EXERCISE: Render every line of the records below as a Markdown table with two columns, Row and Line, numbering the rows and omitting blank lines. Leave the pictures out of the answer.
— Start RECORDS FOR THE EXERCISE —
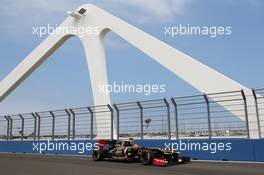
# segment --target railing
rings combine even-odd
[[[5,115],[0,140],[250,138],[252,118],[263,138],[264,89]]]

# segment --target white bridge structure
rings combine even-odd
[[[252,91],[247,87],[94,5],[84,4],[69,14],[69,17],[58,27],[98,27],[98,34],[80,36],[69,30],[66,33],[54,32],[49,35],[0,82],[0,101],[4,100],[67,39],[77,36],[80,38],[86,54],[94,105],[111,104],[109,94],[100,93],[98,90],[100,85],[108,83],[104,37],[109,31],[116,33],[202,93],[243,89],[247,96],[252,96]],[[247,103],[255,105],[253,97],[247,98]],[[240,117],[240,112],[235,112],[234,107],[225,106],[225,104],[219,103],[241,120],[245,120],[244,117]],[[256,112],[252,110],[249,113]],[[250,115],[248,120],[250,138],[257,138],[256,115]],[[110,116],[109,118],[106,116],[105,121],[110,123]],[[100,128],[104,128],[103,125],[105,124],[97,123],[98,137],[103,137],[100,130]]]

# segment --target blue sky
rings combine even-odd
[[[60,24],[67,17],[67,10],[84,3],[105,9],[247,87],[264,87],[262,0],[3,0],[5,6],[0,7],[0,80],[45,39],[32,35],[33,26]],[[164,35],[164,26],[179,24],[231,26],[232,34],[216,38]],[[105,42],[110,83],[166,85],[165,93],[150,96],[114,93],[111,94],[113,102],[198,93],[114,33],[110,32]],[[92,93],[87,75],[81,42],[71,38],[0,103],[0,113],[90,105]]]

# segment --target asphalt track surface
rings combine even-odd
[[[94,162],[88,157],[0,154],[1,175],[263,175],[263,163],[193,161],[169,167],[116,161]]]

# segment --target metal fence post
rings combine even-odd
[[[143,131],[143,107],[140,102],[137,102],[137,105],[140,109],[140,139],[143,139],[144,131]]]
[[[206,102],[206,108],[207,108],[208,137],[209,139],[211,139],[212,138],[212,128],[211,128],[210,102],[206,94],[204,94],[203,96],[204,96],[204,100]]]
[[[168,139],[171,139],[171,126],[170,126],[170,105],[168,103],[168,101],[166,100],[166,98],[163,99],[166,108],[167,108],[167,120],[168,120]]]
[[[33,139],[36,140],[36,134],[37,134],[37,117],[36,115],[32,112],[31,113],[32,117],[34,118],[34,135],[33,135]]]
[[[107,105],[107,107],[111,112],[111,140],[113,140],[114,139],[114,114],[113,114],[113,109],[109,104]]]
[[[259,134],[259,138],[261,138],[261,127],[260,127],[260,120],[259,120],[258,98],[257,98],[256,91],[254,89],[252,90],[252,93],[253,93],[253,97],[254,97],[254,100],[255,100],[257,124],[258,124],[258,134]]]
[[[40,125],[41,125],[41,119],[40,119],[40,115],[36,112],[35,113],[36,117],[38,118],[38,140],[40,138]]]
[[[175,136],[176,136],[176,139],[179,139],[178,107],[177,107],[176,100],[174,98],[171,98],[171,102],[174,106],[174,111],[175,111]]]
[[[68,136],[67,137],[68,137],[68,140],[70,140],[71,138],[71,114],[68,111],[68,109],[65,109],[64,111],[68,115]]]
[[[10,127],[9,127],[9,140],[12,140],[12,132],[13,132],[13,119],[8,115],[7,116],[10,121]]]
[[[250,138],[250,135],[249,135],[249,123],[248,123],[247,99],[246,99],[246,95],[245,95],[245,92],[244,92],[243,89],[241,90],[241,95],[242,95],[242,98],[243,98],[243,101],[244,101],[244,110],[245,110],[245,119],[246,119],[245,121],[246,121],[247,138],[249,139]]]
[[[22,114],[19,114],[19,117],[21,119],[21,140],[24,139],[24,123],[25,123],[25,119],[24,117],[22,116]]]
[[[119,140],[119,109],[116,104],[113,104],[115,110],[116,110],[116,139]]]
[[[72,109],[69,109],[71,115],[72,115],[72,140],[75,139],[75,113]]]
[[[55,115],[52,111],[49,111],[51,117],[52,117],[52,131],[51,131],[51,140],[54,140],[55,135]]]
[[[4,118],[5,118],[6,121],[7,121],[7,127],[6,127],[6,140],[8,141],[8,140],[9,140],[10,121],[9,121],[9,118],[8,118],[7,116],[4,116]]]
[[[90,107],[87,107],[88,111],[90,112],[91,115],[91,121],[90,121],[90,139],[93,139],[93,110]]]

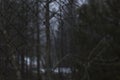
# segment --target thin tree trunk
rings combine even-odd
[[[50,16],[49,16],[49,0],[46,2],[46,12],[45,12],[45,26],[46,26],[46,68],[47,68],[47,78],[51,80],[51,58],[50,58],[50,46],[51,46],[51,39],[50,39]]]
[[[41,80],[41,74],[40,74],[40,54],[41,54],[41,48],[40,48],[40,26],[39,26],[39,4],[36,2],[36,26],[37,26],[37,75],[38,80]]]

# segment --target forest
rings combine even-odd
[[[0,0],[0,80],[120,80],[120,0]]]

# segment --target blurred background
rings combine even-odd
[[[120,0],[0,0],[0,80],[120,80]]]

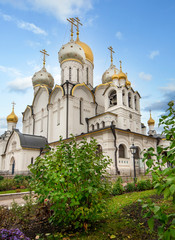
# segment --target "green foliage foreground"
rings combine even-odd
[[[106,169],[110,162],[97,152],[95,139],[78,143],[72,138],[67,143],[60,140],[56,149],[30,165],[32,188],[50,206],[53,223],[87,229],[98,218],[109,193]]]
— End RECORDS FOR THE EXERCISE —
COMPLETE ANSWER:
| Row | Line |
|---|---|
| 1 | # segment --target railing |
| 2 | rings combine even-odd |
| 3 | [[[5,115],[0,140],[250,138],[252,118],[263,138],[264,89]]] |
| 4 | # segment --target white bridge structure |
| 5 | rings combine even-odd |
| 6 | [[[252,91],[247,87],[94,5],[84,4],[69,14],[69,17],[58,27],[98,27],[98,34],[80,36],[69,30],[66,33],[54,32],[49,35],[0,82],[0,101],[4,100],[67,39],[77,36],[80,38],[86,54],[94,105],[111,104],[109,94],[100,93],[98,90],[100,85],[108,83],[104,37],[109,31],[116,33],[202,93],[243,89],[247,96],[252,96]],[[247,103],[255,105],[253,97],[247,98]],[[240,117],[240,112],[235,112],[234,107],[225,106],[225,104],[219,103],[241,120],[245,120],[244,117]],[[256,112],[252,110],[249,113]],[[250,115],[248,120],[250,138],[257,138],[256,115]],[[110,116],[109,118],[106,116],[105,121],[110,123]],[[100,128],[104,128],[103,125],[105,124],[97,123],[98,137],[103,137],[100,130]]] |
| 7 | # segment --target blue sky |
| 8 | rings combine even-odd |
| 9 | [[[60,24],[67,17],[67,10],[84,3],[105,9],[247,87],[264,87],[262,0],[3,0],[5,6],[0,7],[0,80],[45,39],[32,35],[33,26]],[[164,35],[164,26],[179,24],[231,26],[232,34],[216,38]],[[105,42],[110,83],[166,85],[165,93],[150,96],[114,93],[111,94],[113,102],[198,93],[114,33],[110,32]],[[92,93],[87,75],[81,42],[71,38],[0,103],[0,113],[90,105]]] |
| 10 | # segment --target asphalt track surface |
| 11 | rings combine even-odd |
| 12 | [[[94,162],[88,157],[0,154],[1,175],[263,175],[263,163],[193,161],[169,167],[116,161]]] |
| 13 | # segment --target metal fence post |
| 14 | rings combine even-odd |
| 15 | [[[143,131],[143,107],[140,102],[137,102],[137,105],[140,109],[140,139],[143,139],[144,131]]] |
| 16 | [[[206,102],[206,108],[207,108],[208,137],[209,139],[211,139],[212,138],[212,128],[211,128],[210,102],[206,94],[204,94],[203,96],[204,96],[204,100]]] |
| 17 | [[[168,139],[171,139],[171,126],[170,126],[170,105],[168,103],[168,101],[166,100],[166,98],[163,99],[166,108],[167,108],[167,120],[168,120]]] |
| 18 | [[[33,139],[36,140],[36,134],[37,134],[37,117],[36,115],[32,112],[31,113],[32,117],[34,118],[34,135],[33,135]]] |
| 19 | [[[107,105],[107,107],[111,112],[111,140],[113,140],[114,139],[114,114],[113,114],[113,109],[109,104]]] |
| 20 | [[[259,134],[259,138],[261,138],[261,127],[260,127],[260,120],[259,120],[258,98],[257,98],[256,91],[254,89],[252,90],[252,93],[253,93],[253,97],[254,97],[254,100],[255,100],[257,124],[258,124],[258,134]]] |
| 21 | [[[40,125],[41,125],[41,119],[40,119],[40,115],[36,112],[35,113],[36,117],[38,118],[38,140],[40,138]]] |
| 22 | [[[175,136],[176,136],[176,139],[179,139],[178,107],[177,107],[176,100],[174,98],[171,98],[171,102],[174,106],[174,111],[175,111]]] |
| 23 | [[[68,136],[67,137],[68,137],[68,140],[70,140],[71,138],[71,114],[68,111],[68,109],[65,109],[64,111],[68,115]]] |
| 24 | [[[10,127],[9,127],[9,140],[12,140],[12,132],[13,132],[13,119],[8,115],[7,116],[10,121]]] |
| 25 | [[[250,138],[250,135],[249,135],[249,123],[248,123],[247,99],[246,99],[246,95],[245,95],[245,92],[244,92],[243,89],[241,90],[241,95],[242,95],[242,98],[243,98],[243,101],[244,101],[244,110],[245,110],[245,119],[246,119],[245,121],[246,121],[247,138],[249,139]]] |
| 26 | [[[22,114],[19,114],[19,117],[21,119],[21,140],[24,139],[24,123],[25,123],[25,119],[24,117],[22,116]]] |
| 27 | [[[119,140],[119,109],[116,104],[113,104],[115,110],[116,110],[116,139]]] |
| 28 | [[[72,109],[69,109],[71,115],[72,115],[72,140],[75,139],[75,113]]] |
| 29 | [[[55,115],[52,111],[49,111],[51,117],[52,117],[52,131],[51,131],[51,140],[54,140],[55,135]]] |
| 30 | [[[4,118],[5,118],[6,121],[7,121],[7,127],[6,127],[6,140],[8,141],[8,140],[9,140],[10,121],[9,121],[9,118],[8,118],[7,116],[4,116]]] |
| 31 | [[[90,107],[87,107],[88,111],[90,112],[91,115],[91,121],[90,121],[90,139],[93,139],[93,110]]] |
| 32 | # segment --target thin tree trunk |
| 33 | rings combine even-odd |
| 34 | [[[50,16],[49,16],[49,0],[46,2],[46,12],[45,12],[45,26],[46,26],[46,68],[47,68],[47,78],[51,80],[51,58],[50,58],[50,46],[51,46],[51,39],[50,39]]] |
| 35 | [[[41,80],[41,74],[40,74],[40,54],[41,54],[41,48],[40,48],[40,26],[39,26],[39,4],[36,2],[36,26],[37,26],[37,75],[38,80]]] |
| 36 | # segment --target forest |
| 37 | rings combine even-odd |
| 38 | [[[0,0],[0,80],[120,80],[120,0]]] |
| 39 | # segment --target blurred background |
| 40 | rings combine even-odd |
| 41 | [[[120,0],[0,0],[0,80],[120,80]]] |
| 42 | # segment --target "green foliage foreground" |
| 43 | rings combine even-odd |
| 44 | [[[106,169],[110,162],[97,152],[95,139],[78,143],[72,138],[67,143],[60,140],[56,149],[30,165],[32,188],[50,206],[53,223],[87,229],[98,218],[109,193]]] |